To be done: Please rewrite every line of the entries below as one numbered list, leaving out blank lines.

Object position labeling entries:

###

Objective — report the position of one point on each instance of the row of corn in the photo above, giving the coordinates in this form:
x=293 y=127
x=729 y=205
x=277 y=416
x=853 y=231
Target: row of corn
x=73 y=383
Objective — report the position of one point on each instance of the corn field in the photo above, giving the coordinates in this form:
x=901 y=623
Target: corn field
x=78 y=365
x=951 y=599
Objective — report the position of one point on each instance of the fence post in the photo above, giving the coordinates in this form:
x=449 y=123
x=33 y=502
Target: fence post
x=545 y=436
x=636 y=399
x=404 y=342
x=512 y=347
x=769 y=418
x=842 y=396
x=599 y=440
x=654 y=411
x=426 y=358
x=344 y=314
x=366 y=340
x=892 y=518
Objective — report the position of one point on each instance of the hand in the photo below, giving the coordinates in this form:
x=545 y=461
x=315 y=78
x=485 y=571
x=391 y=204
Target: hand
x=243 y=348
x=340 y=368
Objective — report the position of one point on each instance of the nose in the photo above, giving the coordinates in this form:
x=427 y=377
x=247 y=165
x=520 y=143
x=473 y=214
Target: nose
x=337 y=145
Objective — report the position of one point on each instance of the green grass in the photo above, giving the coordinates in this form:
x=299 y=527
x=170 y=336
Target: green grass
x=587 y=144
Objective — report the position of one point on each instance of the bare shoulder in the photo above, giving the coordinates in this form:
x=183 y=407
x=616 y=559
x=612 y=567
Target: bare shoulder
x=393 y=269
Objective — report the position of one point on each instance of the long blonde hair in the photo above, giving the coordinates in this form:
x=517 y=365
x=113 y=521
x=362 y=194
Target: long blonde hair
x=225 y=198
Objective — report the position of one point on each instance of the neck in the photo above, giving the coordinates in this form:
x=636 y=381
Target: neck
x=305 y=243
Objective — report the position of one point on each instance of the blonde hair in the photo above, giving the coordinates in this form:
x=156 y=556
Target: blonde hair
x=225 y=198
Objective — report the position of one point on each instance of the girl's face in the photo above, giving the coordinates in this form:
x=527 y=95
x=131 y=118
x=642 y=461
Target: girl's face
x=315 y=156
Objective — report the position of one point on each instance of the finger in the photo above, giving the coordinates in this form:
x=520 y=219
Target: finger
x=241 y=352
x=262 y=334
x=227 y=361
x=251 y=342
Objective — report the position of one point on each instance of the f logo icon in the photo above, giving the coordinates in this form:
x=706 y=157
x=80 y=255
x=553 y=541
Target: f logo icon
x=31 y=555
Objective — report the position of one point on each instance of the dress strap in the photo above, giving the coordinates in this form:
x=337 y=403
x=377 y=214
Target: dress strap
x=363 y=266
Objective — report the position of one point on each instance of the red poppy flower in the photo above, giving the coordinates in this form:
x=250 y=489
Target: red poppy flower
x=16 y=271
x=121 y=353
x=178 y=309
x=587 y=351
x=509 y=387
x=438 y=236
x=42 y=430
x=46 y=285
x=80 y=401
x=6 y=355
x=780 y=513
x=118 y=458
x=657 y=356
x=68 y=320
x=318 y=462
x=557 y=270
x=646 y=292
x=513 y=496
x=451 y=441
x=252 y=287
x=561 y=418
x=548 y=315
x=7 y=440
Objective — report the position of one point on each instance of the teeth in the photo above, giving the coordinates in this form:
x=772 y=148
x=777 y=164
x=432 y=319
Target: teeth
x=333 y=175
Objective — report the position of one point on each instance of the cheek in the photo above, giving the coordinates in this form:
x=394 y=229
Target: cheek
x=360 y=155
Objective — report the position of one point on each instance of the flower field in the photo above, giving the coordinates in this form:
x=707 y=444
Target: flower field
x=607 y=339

###

Solution to the exercise:
1. Objective — report the position of one point on each instance of the row of corn in the photo above, giving the coordinates in this form:
2. x=293 y=127
3. x=729 y=205
4. x=277 y=416
5. x=853 y=231
6. Target: row of corn
7. x=73 y=383
8. Objective — report the position of one point on each instance of the corn field in the photo above, giving the coordinates in this form:
9. x=901 y=623
10. Target: corn field
11. x=78 y=365
12. x=951 y=599
13. Objective — report the position of one point on each instance of the fence post in the photo above, giving the coordinates in this form:
14. x=449 y=123
15. x=33 y=502
16. Target: fence post
17. x=545 y=436
18. x=636 y=399
19. x=404 y=342
20. x=512 y=347
21. x=769 y=418
22. x=842 y=396
23. x=599 y=440
24. x=654 y=411
25. x=426 y=358
26. x=344 y=314
27. x=366 y=340
28. x=892 y=518
29. Objective — report the position of one point on each instance of the hand in the photo below, giving the coordinates in this form:
30. x=545 y=461
31. x=315 y=78
32. x=485 y=571
33. x=391 y=204
34. Target: hand
35. x=243 y=348
36. x=340 y=368
37. Objective — report the position of one point on each instance of the nose in the photo above, giving the coordinates in this form:
38. x=427 y=377
39. x=247 y=165
40. x=520 y=143
41. x=473 y=214
42. Target: nose
43. x=337 y=145
44. Objective — report the position of one point on each instance of the green grass in the photo above, giving the coordinates in this form:
45. x=299 y=527
46. x=170 y=336
47. Target: green grass
48. x=587 y=144
49. Objective — report the position of one point on each instance of the bare shoulder in the photo above, giving the coordinates in this form:
50. x=183 y=407
51. x=616 y=559
52. x=612 y=567
53. Target: bare shoulder
54. x=393 y=269
55. Objective — report the position of one point on each instance of the long blonde hair in the photo above, giving the coordinates in this form:
56. x=517 y=365
57. x=113 y=521
58. x=362 y=194
59. Target: long blonde hair
60. x=225 y=198
61. Objective — report the position of one point on each instance of the neck in the photo above, giving the coordinates in this form:
62. x=636 y=381
63. Target: neck
64. x=305 y=243
65. Objective — report the position of one point on each instance of the blonde hair in the photo above, giving the coordinates in this form:
66. x=156 y=556
67. Target: blonde hair
68. x=225 y=198
69. Objective — report the position of one point on each instance of the girl's face in the photo above, giving the coordinates in this form:
70. x=527 y=95
71. x=131 y=118
72. x=642 y=461
73. Target: girl's face
74. x=315 y=156
75. Objective — report the position of one point on each instance of the finger in the photo above, giving the coordinates in this form:
76. x=520 y=219
77. Target: finger
78. x=241 y=352
79. x=262 y=334
80. x=227 y=361
81. x=251 y=342
82. Objective — report the position of one point on each instance of the f logo icon in the photo above, giving the coordinates in this form:
83. x=706 y=157
84. x=80 y=255
85. x=553 y=541
86. Target: f logo icon
87. x=31 y=555
88. Objective — report the position of one point on each instance of the dress strap in the photo above, giving the coordinates in this form:
89. x=337 y=403
90. x=377 y=214
91. Target: dress strap
92. x=363 y=266
93. Objective — report the position of one point on each instance of the red poppy flower in the photo above, giving the coordinates in this form:
94. x=250 y=489
95. Target: red poppy flower
96. x=16 y=271
97. x=121 y=353
98. x=178 y=309
99. x=587 y=351
100. x=509 y=387
101. x=438 y=236
102. x=42 y=430
103. x=46 y=285
104. x=80 y=401
105. x=6 y=355
106. x=780 y=513
107. x=118 y=458
108. x=657 y=356
109. x=68 y=320
110. x=318 y=462
111. x=557 y=270
112. x=646 y=292
113. x=513 y=496
114. x=451 y=441
115. x=252 y=287
116. x=561 y=418
117. x=548 y=315
118. x=7 y=440
119. Objective — report the position of one point on each instance of the teeth in the photo above, giving the coordinates in this form:
120. x=772 y=148
121. x=777 y=164
122. x=432 y=319
123. Target: teeth
124. x=333 y=175
125. Objective — report the position of one point on each instance of the cheek in the photo above, giving the coordinates in this form:
126. x=394 y=229
127. Target: cheek
128. x=360 y=155
129. Objective — report the position of one point on each instance of the flower field in the photo above, giving the coordinates in this form:
130. x=707 y=444
131. Target: flower field
132. x=607 y=339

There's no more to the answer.